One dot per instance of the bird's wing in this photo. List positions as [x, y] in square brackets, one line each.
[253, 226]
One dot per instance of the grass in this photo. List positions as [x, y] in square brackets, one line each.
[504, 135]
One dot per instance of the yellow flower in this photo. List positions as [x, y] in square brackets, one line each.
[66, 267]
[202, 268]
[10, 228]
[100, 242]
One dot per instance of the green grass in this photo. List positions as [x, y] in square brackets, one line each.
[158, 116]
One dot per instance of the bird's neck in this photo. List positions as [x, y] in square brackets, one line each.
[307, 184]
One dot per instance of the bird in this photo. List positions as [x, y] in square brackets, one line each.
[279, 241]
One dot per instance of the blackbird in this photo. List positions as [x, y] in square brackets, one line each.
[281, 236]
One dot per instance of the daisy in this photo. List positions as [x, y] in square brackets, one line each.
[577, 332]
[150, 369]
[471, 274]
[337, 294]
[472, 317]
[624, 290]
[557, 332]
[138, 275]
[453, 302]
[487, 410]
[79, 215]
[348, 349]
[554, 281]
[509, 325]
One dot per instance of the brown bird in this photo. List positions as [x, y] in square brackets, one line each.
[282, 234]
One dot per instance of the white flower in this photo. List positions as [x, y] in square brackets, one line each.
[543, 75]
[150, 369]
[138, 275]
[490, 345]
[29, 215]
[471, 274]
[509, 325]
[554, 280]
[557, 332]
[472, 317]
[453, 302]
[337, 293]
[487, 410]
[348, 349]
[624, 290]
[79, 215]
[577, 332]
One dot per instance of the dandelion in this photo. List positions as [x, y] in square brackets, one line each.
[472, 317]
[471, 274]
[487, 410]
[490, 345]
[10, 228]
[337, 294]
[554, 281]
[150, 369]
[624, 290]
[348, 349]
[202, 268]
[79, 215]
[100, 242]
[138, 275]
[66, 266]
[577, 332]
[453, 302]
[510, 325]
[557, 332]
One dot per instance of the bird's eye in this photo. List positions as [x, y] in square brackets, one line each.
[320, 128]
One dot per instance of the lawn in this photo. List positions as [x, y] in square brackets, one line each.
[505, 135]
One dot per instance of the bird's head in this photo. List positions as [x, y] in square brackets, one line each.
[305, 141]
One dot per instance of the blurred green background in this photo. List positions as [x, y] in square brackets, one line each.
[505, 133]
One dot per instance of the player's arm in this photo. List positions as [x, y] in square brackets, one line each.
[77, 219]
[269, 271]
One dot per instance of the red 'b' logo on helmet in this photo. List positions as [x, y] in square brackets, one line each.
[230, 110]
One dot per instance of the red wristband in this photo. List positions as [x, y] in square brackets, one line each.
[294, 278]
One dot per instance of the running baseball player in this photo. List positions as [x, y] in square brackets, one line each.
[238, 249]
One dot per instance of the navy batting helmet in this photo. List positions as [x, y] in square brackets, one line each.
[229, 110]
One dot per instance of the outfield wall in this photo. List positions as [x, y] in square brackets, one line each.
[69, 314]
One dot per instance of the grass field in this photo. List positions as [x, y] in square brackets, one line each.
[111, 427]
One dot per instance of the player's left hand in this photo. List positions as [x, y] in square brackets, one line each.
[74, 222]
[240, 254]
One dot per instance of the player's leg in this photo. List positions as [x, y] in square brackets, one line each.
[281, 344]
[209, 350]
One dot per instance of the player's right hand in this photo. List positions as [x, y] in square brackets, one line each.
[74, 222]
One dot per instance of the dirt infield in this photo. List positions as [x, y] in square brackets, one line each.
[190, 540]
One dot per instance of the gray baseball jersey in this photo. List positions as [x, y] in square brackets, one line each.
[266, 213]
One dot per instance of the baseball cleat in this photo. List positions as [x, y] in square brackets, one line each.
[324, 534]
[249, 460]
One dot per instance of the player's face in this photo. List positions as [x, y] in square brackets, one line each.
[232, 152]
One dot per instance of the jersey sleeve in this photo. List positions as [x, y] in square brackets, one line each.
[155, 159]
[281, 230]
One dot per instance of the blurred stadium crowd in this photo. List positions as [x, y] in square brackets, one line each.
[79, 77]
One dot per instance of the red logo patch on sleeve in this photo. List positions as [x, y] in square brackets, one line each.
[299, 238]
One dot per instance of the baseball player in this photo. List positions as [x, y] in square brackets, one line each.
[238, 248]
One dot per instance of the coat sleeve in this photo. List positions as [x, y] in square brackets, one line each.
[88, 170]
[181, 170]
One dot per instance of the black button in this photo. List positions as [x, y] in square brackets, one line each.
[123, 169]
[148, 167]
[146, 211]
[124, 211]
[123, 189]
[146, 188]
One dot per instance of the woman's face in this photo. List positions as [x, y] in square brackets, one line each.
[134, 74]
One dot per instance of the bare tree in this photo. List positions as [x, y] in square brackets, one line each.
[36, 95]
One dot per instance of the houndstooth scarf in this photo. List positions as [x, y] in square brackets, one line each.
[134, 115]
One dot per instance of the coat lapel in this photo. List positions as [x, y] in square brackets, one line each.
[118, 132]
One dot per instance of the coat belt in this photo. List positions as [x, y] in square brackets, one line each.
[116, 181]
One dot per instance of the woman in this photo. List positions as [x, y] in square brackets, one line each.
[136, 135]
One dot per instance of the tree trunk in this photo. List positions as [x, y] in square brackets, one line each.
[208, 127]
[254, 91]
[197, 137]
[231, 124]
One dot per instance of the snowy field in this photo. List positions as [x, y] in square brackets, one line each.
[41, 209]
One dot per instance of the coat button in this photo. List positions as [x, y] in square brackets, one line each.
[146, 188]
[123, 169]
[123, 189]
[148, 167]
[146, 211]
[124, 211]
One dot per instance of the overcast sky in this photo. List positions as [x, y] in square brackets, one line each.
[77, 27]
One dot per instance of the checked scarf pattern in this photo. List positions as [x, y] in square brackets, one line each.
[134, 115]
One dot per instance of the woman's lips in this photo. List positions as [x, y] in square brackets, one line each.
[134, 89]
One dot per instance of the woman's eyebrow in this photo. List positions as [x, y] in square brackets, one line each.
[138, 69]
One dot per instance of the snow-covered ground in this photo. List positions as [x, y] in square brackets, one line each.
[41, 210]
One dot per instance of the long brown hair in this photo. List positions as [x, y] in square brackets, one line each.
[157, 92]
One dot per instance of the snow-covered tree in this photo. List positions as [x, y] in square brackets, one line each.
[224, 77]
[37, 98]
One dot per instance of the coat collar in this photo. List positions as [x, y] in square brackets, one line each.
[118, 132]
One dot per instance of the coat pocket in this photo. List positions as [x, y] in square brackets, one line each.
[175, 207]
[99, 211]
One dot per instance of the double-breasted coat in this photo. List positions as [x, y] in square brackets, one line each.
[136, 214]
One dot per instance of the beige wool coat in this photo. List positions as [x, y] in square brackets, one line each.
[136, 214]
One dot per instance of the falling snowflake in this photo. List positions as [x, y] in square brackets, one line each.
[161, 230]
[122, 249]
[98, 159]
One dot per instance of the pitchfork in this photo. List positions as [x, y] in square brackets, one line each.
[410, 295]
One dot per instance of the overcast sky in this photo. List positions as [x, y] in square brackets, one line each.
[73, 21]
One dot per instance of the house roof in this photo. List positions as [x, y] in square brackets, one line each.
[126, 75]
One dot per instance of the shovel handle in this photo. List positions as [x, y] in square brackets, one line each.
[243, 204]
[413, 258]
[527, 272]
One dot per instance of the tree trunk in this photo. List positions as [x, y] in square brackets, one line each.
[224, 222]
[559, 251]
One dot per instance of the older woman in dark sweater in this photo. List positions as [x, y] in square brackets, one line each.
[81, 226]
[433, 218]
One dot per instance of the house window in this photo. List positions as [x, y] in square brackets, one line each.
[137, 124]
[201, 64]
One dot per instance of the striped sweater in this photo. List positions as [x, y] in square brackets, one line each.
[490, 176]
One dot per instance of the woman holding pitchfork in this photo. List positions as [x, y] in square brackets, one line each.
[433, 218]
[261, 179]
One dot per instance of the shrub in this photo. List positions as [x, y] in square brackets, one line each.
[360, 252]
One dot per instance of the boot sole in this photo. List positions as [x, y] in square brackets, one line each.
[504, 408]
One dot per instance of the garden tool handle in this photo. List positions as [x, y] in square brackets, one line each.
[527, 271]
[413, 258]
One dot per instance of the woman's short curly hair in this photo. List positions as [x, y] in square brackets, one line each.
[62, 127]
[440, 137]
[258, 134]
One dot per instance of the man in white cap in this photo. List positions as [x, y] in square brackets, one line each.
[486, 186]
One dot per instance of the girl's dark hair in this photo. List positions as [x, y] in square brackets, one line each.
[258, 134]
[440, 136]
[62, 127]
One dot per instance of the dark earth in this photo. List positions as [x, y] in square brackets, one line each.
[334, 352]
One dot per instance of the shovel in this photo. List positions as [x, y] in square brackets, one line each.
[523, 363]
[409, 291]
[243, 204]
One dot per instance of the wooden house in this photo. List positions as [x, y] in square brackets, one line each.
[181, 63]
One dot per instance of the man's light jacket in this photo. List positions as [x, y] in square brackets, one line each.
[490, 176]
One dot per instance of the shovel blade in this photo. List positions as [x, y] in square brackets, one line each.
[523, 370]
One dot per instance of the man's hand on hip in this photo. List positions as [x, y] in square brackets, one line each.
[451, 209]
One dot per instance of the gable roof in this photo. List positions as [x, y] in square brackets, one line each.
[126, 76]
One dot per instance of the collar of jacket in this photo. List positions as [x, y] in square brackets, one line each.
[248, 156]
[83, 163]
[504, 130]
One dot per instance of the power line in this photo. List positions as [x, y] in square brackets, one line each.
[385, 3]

※

* **Written problem**: Rewrite the stretch of the listing from the line containing "One dot per instance of the man's light" through the end of the listing, swapping "shovel" for "spade" and keeping everything else the same.

* **Exercise solution**:
One dot per instance of the man's light jacket in this photo. List positions as [x, y] in square brackets, one line each.
[490, 176]
One dot per instance of the spade blade in this photo. List positions as [x, y] in square brackets, one line each.
[523, 370]
One dot per instance of the man's hand on hip in this photo. List positions as [x, y] in square brackets, one line each.
[451, 209]
One dot per instance of the gable roof in this photo. List positions as [x, y] in square brackets, one line each.
[126, 76]
One dot per instance of the collar of jacket in this photo. List positions as [x, y] in square brackets, one line each.
[248, 156]
[83, 163]
[504, 130]
One dot per instance of the power line in this photo. List positions as [x, y] in square brackets, one line each.
[385, 3]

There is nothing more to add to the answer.